> Instructions to follow: Please copy the records below word for word, starting at the line that contains "Place a pin on every instance of the small" and ending at the last line of the records, with both ends included.

> Items listed in a dataset:
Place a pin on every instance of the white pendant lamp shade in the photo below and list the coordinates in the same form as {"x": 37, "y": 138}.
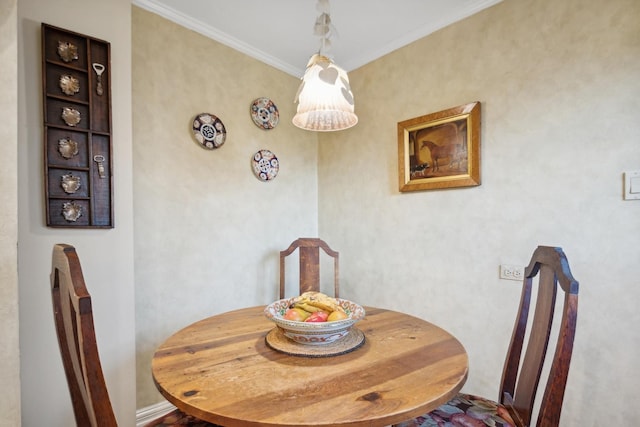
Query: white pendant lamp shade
{"x": 325, "y": 100}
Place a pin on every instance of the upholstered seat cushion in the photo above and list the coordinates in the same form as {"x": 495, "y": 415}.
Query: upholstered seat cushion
{"x": 177, "y": 418}
{"x": 465, "y": 410}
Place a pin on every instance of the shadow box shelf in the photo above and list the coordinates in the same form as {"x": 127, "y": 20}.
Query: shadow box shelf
{"x": 77, "y": 129}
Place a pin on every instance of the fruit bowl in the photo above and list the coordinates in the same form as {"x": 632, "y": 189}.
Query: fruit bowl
{"x": 314, "y": 333}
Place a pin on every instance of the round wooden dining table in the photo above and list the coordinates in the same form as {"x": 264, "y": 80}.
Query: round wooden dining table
{"x": 223, "y": 370}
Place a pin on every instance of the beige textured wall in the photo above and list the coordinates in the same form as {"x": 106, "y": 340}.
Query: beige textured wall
{"x": 106, "y": 255}
{"x": 207, "y": 231}
{"x": 9, "y": 350}
{"x": 560, "y": 91}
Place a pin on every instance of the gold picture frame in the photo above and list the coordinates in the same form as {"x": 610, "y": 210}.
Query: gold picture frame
{"x": 440, "y": 150}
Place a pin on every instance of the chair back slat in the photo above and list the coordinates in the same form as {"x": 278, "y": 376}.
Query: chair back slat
{"x": 522, "y": 373}
{"x": 73, "y": 316}
{"x": 309, "y": 262}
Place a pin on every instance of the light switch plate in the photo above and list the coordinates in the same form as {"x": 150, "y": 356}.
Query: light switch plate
{"x": 632, "y": 185}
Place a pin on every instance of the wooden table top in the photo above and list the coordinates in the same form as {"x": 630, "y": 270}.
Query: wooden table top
{"x": 221, "y": 370}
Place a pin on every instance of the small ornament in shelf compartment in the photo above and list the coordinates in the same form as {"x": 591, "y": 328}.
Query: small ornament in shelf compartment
{"x": 71, "y": 116}
{"x": 265, "y": 165}
{"x": 264, "y": 113}
{"x": 71, "y": 211}
{"x": 68, "y": 148}
{"x": 70, "y": 183}
{"x": 99, "y": 69}
{"x": 69, "y": 85}
{"x": 67, "y": 51}
{"x": 209, "y": 131}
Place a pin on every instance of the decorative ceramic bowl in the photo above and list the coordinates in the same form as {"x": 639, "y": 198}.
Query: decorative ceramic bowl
{"x": 314, "y": 333}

> Response below:
Place a pin on every instance of the small ornament in shelf compartment in the photo above and list the coordinates in the same form as {"x": 591, "y": 328}.
Query: small ornament in shelf compartment
{"x": 71, "y": 116}
{"x": 265, "y": 165}
{"x": 264, "y": 113}
{"x": 71, "y": 211}
{"x": 68, "y": 148}
{"x": 70, "y": 183}
{"x": 99, "y": 69}
{"x": 69, "y": 85}
{"x": 67, "y": 51}
{"x": 209, "y": 131}
Place a pin on every instance of the decorative ceramic bowl in the photo above and list the coordinates in the same form as {"x": 639, "y": 198}.
Query: decorative ceramic bowl
{"x": 314, "y": 333}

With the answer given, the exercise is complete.